* WHAT THIS TASK INVOLVES
Copy every entry below word for word, leaving out the pictures.

* MATERIAL FOR THIS TASK

________________________

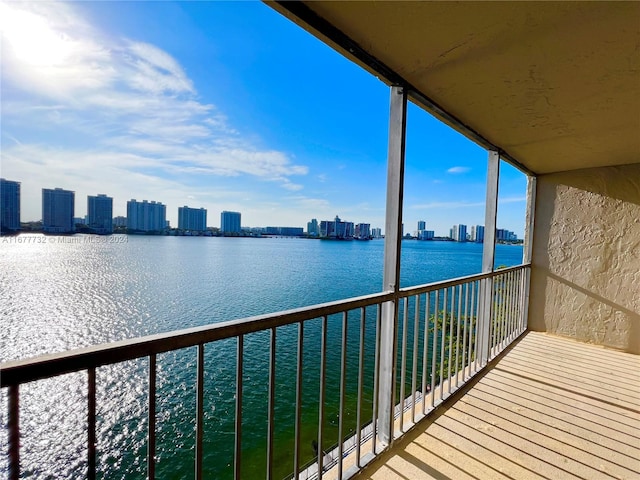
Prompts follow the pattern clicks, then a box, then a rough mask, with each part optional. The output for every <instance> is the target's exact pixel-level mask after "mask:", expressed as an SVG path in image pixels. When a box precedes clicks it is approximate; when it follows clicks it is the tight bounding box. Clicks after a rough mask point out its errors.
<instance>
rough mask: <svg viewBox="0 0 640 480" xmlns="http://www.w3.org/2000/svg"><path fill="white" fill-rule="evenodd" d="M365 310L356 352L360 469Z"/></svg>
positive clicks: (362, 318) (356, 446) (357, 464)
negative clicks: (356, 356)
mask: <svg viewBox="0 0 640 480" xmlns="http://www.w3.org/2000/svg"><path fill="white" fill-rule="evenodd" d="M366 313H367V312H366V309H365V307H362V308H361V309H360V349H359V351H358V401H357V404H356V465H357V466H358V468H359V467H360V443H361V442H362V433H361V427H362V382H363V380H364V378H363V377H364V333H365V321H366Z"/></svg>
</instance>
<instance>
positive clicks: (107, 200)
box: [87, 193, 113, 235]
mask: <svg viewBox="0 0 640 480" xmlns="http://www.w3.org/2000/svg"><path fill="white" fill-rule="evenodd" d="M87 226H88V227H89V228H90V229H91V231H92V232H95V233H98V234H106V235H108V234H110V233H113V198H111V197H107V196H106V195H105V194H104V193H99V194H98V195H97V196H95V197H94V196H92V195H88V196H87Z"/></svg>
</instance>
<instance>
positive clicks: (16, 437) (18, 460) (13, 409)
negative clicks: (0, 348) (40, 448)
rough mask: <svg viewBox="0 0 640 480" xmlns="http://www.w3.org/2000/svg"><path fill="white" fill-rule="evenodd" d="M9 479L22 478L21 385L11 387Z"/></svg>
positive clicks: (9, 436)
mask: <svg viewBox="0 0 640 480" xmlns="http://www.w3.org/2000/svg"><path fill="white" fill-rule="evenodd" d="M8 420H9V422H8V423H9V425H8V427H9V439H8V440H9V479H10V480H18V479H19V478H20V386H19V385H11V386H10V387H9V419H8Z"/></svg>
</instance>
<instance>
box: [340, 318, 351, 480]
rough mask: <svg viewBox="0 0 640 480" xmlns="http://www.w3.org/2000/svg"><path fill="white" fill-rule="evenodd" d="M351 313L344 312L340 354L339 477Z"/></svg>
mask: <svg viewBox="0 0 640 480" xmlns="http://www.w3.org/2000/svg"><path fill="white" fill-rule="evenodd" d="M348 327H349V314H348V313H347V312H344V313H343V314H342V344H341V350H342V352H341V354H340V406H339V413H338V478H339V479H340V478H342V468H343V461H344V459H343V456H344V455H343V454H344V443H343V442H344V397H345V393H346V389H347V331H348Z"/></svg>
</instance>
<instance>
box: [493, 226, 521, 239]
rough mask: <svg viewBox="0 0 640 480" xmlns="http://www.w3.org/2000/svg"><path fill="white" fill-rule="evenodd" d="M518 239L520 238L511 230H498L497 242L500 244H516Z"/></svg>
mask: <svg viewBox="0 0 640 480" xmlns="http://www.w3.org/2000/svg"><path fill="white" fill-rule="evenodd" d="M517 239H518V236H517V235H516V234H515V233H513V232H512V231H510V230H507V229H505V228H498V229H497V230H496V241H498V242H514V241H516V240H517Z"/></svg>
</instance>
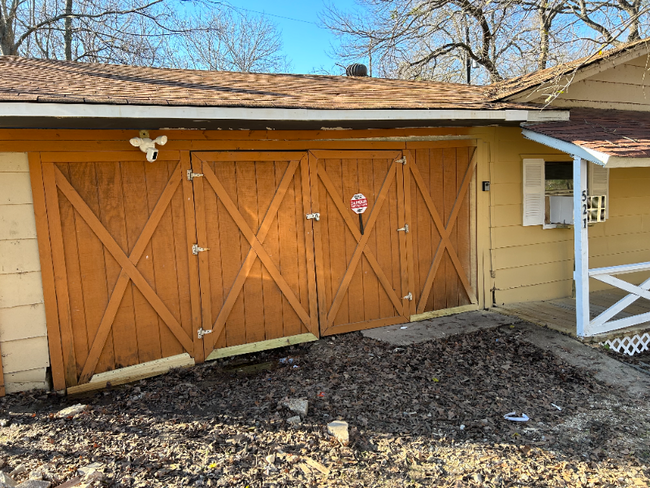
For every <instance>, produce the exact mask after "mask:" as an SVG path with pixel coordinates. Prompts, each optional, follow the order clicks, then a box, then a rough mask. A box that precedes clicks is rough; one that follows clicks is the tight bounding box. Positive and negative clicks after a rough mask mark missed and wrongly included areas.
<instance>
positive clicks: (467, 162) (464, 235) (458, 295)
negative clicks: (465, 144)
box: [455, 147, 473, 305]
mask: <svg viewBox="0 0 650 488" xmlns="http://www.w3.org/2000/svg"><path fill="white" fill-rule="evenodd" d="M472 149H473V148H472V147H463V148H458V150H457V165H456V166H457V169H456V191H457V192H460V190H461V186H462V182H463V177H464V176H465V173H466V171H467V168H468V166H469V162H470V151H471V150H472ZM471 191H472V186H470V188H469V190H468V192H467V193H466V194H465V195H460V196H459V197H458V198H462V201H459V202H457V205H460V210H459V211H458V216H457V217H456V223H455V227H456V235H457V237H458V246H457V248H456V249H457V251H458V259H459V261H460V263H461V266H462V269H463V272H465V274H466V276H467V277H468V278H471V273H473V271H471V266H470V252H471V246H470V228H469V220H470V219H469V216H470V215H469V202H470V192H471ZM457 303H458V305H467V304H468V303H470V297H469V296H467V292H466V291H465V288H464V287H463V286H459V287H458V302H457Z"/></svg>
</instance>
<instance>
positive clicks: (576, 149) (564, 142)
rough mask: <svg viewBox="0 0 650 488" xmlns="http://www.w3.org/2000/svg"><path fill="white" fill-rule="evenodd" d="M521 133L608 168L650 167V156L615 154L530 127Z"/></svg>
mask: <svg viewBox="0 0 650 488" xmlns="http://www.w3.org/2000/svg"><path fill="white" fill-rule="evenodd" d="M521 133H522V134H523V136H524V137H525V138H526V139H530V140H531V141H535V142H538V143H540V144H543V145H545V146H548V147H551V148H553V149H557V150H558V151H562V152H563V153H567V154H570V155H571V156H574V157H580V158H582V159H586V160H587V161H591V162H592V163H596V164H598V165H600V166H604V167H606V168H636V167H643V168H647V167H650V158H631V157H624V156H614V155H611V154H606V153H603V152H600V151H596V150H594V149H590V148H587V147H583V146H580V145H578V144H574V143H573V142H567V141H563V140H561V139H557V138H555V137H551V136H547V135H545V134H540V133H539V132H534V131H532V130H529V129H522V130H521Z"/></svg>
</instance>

________________________

* WRITTEN SOLUTION
Prompts follow the pattern clicks, then a box, then a rough mask, with each part optional. The output for every <instance> is the target's exact pixel-level mask after "mask:", expressed as an SVG path in image pixels. When a box precedes clicks it is approximate; when it follows clicks it is the tight bounding box. Clicks after a rough mask point out its errors.
<instance>
rough mask: <svg viewBox="0 0 640 480" xmlns="http://www.w3.org/2000/svg"><path fill="white" fill-rule="evenodd" d="M365 310L356 352L360 469Z"/></svg>
positive clicks: (362, 318) (356, 446) (357, 464)
negative clicks: (356, 356)
mask: <svg viewBox="0 0 640 480" xmlns="http://www.w3.org/2000/svg"><path fill="white" fill-rule="evenodd" d="M366 313H367V312H366V309H365V307H362V308H361V309H360V349H359V351H358V401H357V404H356V465H357V466H358V468H359V467H360V443H361V442H362V433H361V427H362V382H363V380H364V378H363V377H364V333H365V321H366Z"/></svg>
</instance>
<instance>
positive clicks: (107, 200)
box: [87, 193, 113, 235]
mask: <svg viewBox="0 0 640 480" xmlns="http://www.w3.org/2000/svg"><path fill="white" fill-rule="evenodd" d="M87 226H88V227H89V228H90V229H91V231H92V232H95V233H98V234H106V235H108V234H110V233H113V198H111V197H107V196H106V195H105V194H104V193H99V194H98V195H97V196H95V197H94V196H92V195H88V196H87Z"/></svg>
</instance>
<instance>
positive clicks: (16, 437) (18, 460) (13, 409)
negative clicks: (0, 348) (40, 448)
rough mask: <svg viewBox="0 0 640 480" xmlns="http://www.w3.org/2000/svg"><path fill="white" fill-rule="evenodd" d="M9 479L22 478L21 385L11 387Z"/></svg>
positive clicks: (9, 436)
mask: <svg viewBox="0 0 640 480" xmlns="http://www.w3.org/2000/svg"><path fill="white" fill-rule="evenodd" d="M8 420H9V422H8V423H9V425H8V427H9V439H8V440H9V479H10V480H18V479H19V478H20V386H19V385H11V386H10V387H9V419H8Z"/></svg>
</instance>
<instance>
box: [340, 318, 351, 480]
rough mask: <svg viewBox="0 0 640 480" xmlns="http://www.w3.org/2000/svg"><path fill="white" fill-rule="evenodd" d="M351 313L344 312L340 354L339 477Z"/></svg>
mask: <svg viewBox="0 0 640 480" xmlns="http://www.w3.org/2000/svg"><path fill="white" fill-rule="evenodd" d="M348 327H349V314H348V313H347V312H344V313H343V314H342V344H341V350H342V352H341V354H340V406H339V413H338V478H339V479H340V478H342V468H343V461H344V459H343V456H344V455H343V454H344V443H343V442H344V397H345V393H346V389H347V331H348Z"/></svg>
</instance>
<instance>
box: [493, 226, 521, 239]
rough mask: <svg viewBox="0 0 640 480" xmlns="http://www.w3.org/2000/svg"><path fill="white" fill-rule="evenodd" d="M518 239L520 238L511 230H498L497 242L500 244H516Z"/></svg>
mask: <svg viewBox="0 0 640 480" xmlns="http://www.w3.org/2000/svg"><path fill="white" fill-rule="evenodd" d="M517 239H518V236H517V235H516V234H515V233H513V232H512V231H510V230H507V229H505V228H498V229H497V230H496V241H498V242H514V241H516V240H517Z"/></svg>
</instance>
For every <instance>, produce the exact mask after "mask:" as an SVG path with pixel coordinates. Prompts, each optional, follow the order clicks, then a box, then a rough mask. A box that precedes clicks is rough; one that follows clicks is the tight bounding box. Positive and negative clicks after a rough mask mark missed and wrongly included areas.
<instance>
positive clicks: (467, 162) (464, 235) (458, 295)
negative clicks: (465, 144)
box: [455, 147, 473, 305]
mask: <svg viewBox="0 0 650 488" xmlns="http://www.w3.org/2000/svg"><path fill="white" fill-rule="evenodd" d="M472 149H473V148H472V147H463V148H458V150H457V165H456V166H457V169H456V191H457V192H460V190H461V186H462V182H463V177H464V176H465V173H466V171H467V168H468V166H469V162H470V151H471V150H472ZM471 191H472V186H470V188H469V190H468V192H467V193H466V194H465V195H460V196H459V197H458V198H462V201H459V202H457V205H460V210H459V211H458V216H457V217H456V223H455V227H456V235H457V237H458V246H457V248H456V249H457V251H458V259H459V261H460V263H461V266H462V269H463V272H465V274H466V276H467V277H468V278H471V273H473V271H471V266H470V252H471V246H470V228H469V220H470V219H469V216H470V215H469V202H470V192H471ZM457 303H458V305H467V304H468V303H470V297H469V296H467V292H466V291H465V288H464V287H463V286H459V287H458V302H457Z"/></svg>
</instance>
<instance>
positive clicks: (576, 149) (564, 142)
rough mask: <svg viewBox="0 0 650 488" xmlns="http://www.w3.org/2000/svg"><path fill="white" fill-rule="evenodd" d="M521 133L608 168L650 167V156L615 154L530 127Z"/></svg>
mask: <svg viewBox="0 0 650 488" xmlns="http://www.w3.org/2000/svg"><path fill="white" fill-rule="evenodd" d="M521 133H522V134H523V136H524V137H525V138H526V139H530V140H531V141H535V142H538V143H540V144H543V145H545V146H548V147H551V148H553V149H557V150H558V151H562V152H563V153H567V154H570V155H571V156H574V157H580V158H582V159H586V160H587V161H591V162H592V163H596V164H598V165H600V166H604V167H606V168H636V167H643V168H647V167H650V158H631V157H624V156H614V155H611V154H606V153H603V152H600V151H596V150H594V149H590V148H587V147H583V146H580V145H578V144H574V143H573V142H567V141H563V140H561V139H557V138H555V137H551V136H547V135H545V134H540V133H539V132H534V131H532V130H529V129H522V130H521Z"/></svg>
</instance>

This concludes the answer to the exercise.